● **Extrait du texte**:

****************

Suite de l’interview de Antoine Guillon qui revient sur ses ambitions au Grand Raid de La Réunion, sur l’homme qu’il est et comment il s’imagine dans 10 ans et enfin il reprend sa plume d’écrivain pour imaginer le trail en 2030…
Premier volet de l’Interview ICI
4/ Marco Olmo a gagné 2 fois l’UTMB à 57 et 58 ans, penses tu pouvoir encore gagner le Grand Raid de La Réunion ?
Le temps passe tellement vite que je n’ai pas le temps de vieillir tandis que les années se succèdent ! C’est le secret.
Ah oui, Marco fait rêver. Il faut avoir couru à ses côtés, ou même derrière lui, pour réaliser la force tranquille qu’il possède (je parle au présent car l’animal continue d’écumer les déserts à 70 ans en tenant la dragée haute aux jeunots) et imaginer la vie d’ascète qu’il mène pour être si affûté. Sa femme peut l’accrocher directement au cintre quand il rentre trempé de la montagne, il ne pliera pas sous son poids.
J’ai une certaine similitude avec son gabarit, moins une poignée de centimètres, et j’entends souvent dire de moi que je suis l’Olmo français, allez savoir pourquoi. J’ose espérer que ce n’est pas pour l’âge, sympas les copains.
Secrètement, bien sûr que j’imagine possible de gagner le Grand Raid. C’est bien avec cette pensée que je m’enquille souvent des sorties de 5 heures ; j’aime ça, c’est dans ma nature de bouger sans cesse, alors qui sait, sur un malentendu, si je ne m’égare pas, si les cailloux arrêtent de changer de place sournoisement, il se pourrait que ma frimousse pointe de nouveau son nez en premier dans le stade de la Redoute !
5/ comment imagines tu Antoine Guillon dans 10 ans ?
Bon, je viens de regarder dans Wikipedia, c’est mal foutu, il n’y a rien d’écrit sur mon avenir. Alors si j’imagine, au niveau professionnel j’espère en 2030 avoir gardé un certain amateurisme pour pouvoir continuer à progresser une autre décade, sinon ce ne serait pas drôle, et se reposer sur mes modestes lauriers marquerait le début d’un laisser-aller.
Je crois être raisonnable dans ma pratique sportive pour continuer à être performant dans dix ans. Actuellement je progresse encore, et je trouverai toujours des orientations qui me conviennent pour m’épanouir. Par exemple, depuis peu je prends beaucoup de plaisir à courir sur route, et j’ai déjà des projets motivants pour plusieurs années.
Parallèlement, je lance plus régulièrement des défis sans objectifs compétitifs, davantage pour exprimer nos qualités sportives (je parle au pluriel car ce sont rarement des défis individuels, mis à part le tour de l’île de la Réunion) en prenant un réel plaisir à savourer le challenge entre amis.

****************

● **Extrait des données**:

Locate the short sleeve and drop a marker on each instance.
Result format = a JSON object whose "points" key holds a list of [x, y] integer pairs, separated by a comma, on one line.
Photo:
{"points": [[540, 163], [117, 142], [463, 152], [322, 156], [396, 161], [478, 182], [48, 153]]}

****************

● **Votre consigne**:
Recopiez mot pour mot le passage de l'interview d'Antoine Guillon qui va de « J’ai une certaine » à « dans 10 ans ? ». Vous n'aurez pas besoin de la liste.

● **Réponse finale**:
J’ai une certaine similitude avec son gabarit, moins une poignée de centimètres, et j’entends souvent dire de moi que je suis l’Olmo français, allez savoir pourquoi. J’ose espérer que ce n’est pas pour l’âge, sympas les copains.
Secrètement, bien sûr que j’imagine possible de gagner le Grand Raid. C’est bien avec cette pensée que je m’enquille souvent des sorties de 5 heures ; j’aime ça, c’est dans ma nature de bouger sans cesse, alors qui sait, sur un malentendu, si je ne m’égare pas, si les cailloux arrêtent de changer de place sournoisement, il se pourrait que ma frimousse pointe de nouveau son nez en premier dans le stade de la Redoute !
5/ comment imagines tu Antoine Guillon dans 10 ans ?